Tarea 1: Resume en pocas líneas el párrafo del texto sobre Santander que empieza con "Santander con sus extensos atractivos turísticos", sin perder sus datos principales.
Tarea 2: Copia del texto sobre Santander, sin cambios, el tramo que va desde "Santander verde" hasta "aeropuerto de Palonegro.".
Tarea 3: Sigue escribiendo el texto sobre Santander a partir de su última oración.

Texto proporcionado:
★ ★ ★
Santander verde
– ¿De qué color es Santander?
-Yo creo que es ocre –me dice Leomar Fuentes, taxista sin tocayo, luego de pensarlo unos segundos y mientras mira las montañas áridas y la raquítica vegetación, cerca del aeropuerto de Palonegro.
Y sí. Desde lejos todas las montañas son azules; eso dicen. También podría decirse que desde la distancia el departamento de Santander es ocre y amarillo. Pero basta ir dejando de mirarlo desde la comodidad de hoteles o vehículos con airecito acondicionado y adentrarse en su geografía arisca, para descubrir que, parodiando al poeta Arturo, también esta tierra está pintada de “verde de todos los colores”.
Santander con sus extensos atractivos turísticos que mezclan un reencuentro con la historia y las maravillas naturales, es el tercer destino de Colombia. Y cuando el visitante cruza su frontera de ingreso surge insistente el lugar común: la invitación a conocer Barichara y el Cañón del Chicamocha: el primero, un pueblo colonial, hermoso pero fosilizado en el tiempo, con sus callecitas empedradas y sus paredes de ladrillo burdo y anaranjado; el segundo, unas paredes rocosas, grises y rojizas que embovedan el río Chicamocha, y forman una depresión que evidencia erosiones milenarias, y que ahora goza de una importante infraestructura. Cañón ese, prueba de la fuerza y la contundencia de la naturaleza, y principal punto de llegada de turistas de aquí y de allí.
★ ★ ★
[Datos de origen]
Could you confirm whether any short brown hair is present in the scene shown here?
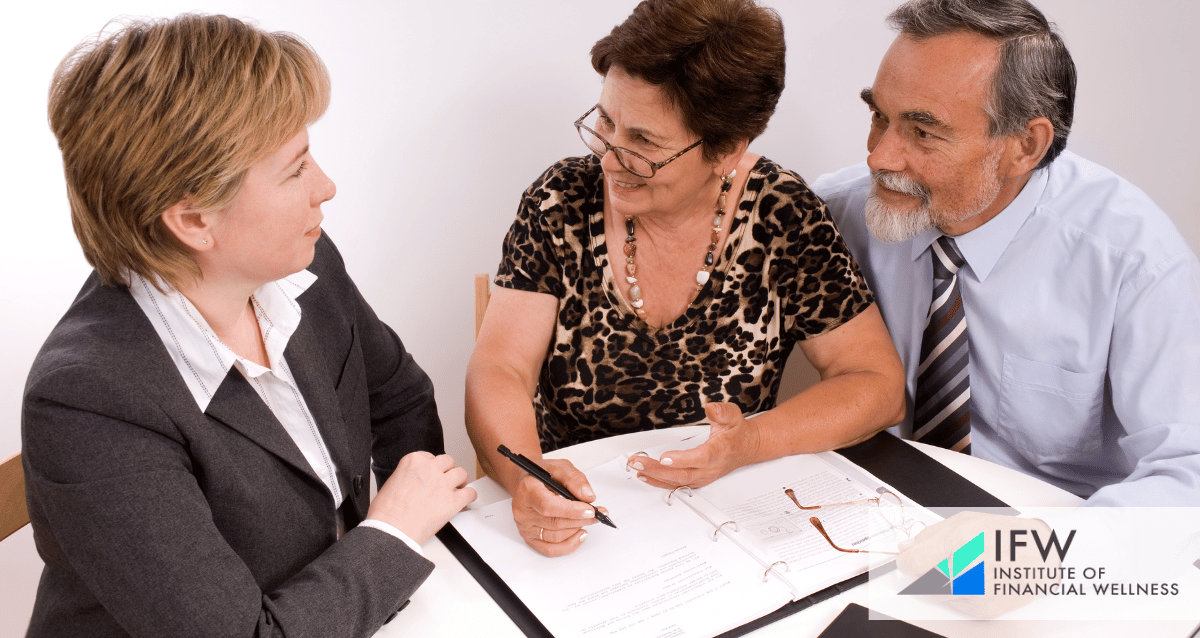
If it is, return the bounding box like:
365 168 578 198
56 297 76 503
592 0 787 161
49 14 329 285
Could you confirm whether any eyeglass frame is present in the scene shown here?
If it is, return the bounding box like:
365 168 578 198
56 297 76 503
784 487 919 556
575 102 704 180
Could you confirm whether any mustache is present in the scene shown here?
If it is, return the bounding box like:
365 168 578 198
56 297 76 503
871 170 929 201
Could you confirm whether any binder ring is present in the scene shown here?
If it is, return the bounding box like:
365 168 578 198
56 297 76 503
762 560 792 583
713 520 742 543
667 486 691 506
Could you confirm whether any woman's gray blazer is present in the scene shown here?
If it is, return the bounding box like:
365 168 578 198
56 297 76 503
22 236 443 638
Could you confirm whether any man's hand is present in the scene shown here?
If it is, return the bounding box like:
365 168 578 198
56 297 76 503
367 452 476 544
512 458 606 556
896 512 1060 618
629 403 758 489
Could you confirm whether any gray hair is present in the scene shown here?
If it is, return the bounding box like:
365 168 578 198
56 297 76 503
888 0 1075 168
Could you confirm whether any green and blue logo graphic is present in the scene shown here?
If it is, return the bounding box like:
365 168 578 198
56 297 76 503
900 532 984 596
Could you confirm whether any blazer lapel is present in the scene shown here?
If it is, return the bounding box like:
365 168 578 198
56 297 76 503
283 311 359 488
204 368 324 484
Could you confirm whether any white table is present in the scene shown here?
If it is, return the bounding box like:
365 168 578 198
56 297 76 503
376 426 1195 638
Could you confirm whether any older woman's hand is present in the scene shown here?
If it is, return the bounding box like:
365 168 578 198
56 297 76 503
629 403 758 489
512 458 607 556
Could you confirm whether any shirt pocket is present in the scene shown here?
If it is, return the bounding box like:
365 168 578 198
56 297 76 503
996 355 1105 465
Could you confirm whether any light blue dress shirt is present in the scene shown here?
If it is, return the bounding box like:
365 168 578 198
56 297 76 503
814 152 1200 506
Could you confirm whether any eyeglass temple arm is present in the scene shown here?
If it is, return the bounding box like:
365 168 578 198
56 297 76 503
809 516 900 556
784 488 880 510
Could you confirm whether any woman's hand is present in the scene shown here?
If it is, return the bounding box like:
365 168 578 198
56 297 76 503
512 458 605 556
367 452 476 544
629 403 758 489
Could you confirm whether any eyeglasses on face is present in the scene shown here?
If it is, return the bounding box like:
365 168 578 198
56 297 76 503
575 104 704 179
784 488 925 555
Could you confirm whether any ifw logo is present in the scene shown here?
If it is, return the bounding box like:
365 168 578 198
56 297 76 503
900 531 984 596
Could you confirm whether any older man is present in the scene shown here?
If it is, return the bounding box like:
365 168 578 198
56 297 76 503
815 0 1200 505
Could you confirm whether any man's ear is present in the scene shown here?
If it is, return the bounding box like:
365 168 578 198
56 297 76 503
1008 118 1054 177
162 198 214 252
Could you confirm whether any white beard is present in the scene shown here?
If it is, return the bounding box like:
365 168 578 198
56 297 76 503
866 144 1003 243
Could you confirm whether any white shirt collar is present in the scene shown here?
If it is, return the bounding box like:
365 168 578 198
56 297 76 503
912 169 1048 282
128 270 317 411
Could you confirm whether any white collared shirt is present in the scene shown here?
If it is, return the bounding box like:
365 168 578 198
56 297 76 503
128 270 421 553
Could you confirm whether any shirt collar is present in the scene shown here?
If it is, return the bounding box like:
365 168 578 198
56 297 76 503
912 169 1048 282
128 270 317 411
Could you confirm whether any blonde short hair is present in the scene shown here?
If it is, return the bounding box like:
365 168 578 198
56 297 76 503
49 14 329 287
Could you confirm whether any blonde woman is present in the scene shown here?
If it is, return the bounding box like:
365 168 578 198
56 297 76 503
22 16 475 638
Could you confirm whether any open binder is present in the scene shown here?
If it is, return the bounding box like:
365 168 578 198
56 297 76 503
439 433 1003 638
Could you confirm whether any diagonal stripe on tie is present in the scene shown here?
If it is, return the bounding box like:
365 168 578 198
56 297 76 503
913 236 971 453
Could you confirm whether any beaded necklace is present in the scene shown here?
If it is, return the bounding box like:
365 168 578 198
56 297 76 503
624 170 738 317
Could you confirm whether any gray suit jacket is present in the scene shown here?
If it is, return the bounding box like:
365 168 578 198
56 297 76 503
22 237 443 638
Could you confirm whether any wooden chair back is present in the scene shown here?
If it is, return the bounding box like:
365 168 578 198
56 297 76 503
475 272 492 479
0 452 29 541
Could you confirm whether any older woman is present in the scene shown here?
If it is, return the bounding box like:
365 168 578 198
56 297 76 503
467 0 904 555
22 16 474 638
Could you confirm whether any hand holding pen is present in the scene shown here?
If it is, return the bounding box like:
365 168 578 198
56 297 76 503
499 446 616 556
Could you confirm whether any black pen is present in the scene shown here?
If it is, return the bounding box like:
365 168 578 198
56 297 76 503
497 445 617 529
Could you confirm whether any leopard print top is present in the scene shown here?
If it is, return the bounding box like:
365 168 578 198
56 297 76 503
496 156 874 452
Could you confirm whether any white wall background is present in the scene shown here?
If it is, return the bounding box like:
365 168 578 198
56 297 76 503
0 0 1200 636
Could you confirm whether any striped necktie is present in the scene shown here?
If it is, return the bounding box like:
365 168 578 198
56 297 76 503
912 235 971 455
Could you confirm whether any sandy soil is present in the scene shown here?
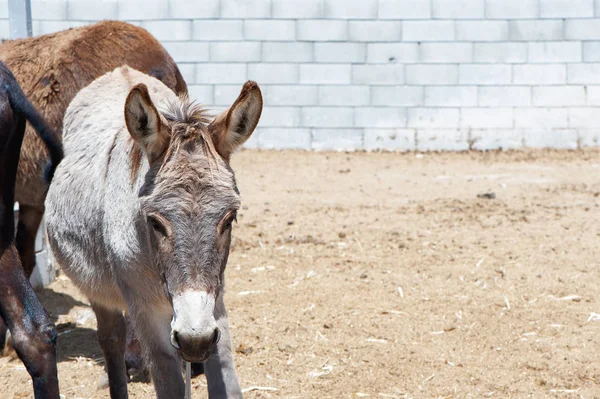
★ ★ ★
Respuesta 1: Santander, tercer destino turístico de Colombia, une historia y maravillas naturales. Al visitante casi siempre se le invita a conocer dos lugares. Uno es Barichara, un pueblo colonial hermoso pero detenido en el tiempo, de calles empedradas y paredes de ladrillo anaranjado. El otro es el Cañón del Chicamocha, con paredes rocosas grises y rojizas que encierran el río y muestran erosiones milenarias. El cañón tiene hoy una infraestructura importante y es el principal punto de llegada de turistas.

Respuesta 2:
Santander verde
– ¿De qué color es Santander?
-Yo creo que es ocre –me dice Leomar Fuentes, taxista sin tocayo, luego de pensarlo unos segundos y mientras mira las montañas áridas y la raquítica vegetación, cerca del aeropuerto de Palonegro.

Respuesta 3:
Pero del otro lado de la aridez de este sitio, hay tanto más por conocer. Santander también es agua diáfana y flora diversa.

San Gil
– ¿Querés que te diga que es lo mejor de San Gil? No sé. Solo que quien por aquí pasa, aquí se queda.
Lo dice Juan Alberto Rodríguez – contador público y funcionario municipal. Pero lo dicen tantos. San Gil es uno de los pueblos más hermosos y emblemáticos de Santander. Ubicado a 96 kms de Bucaramanga, se encuentra esta población de 70 mil habitantes y setentaytantos sitios interesantes por conocer.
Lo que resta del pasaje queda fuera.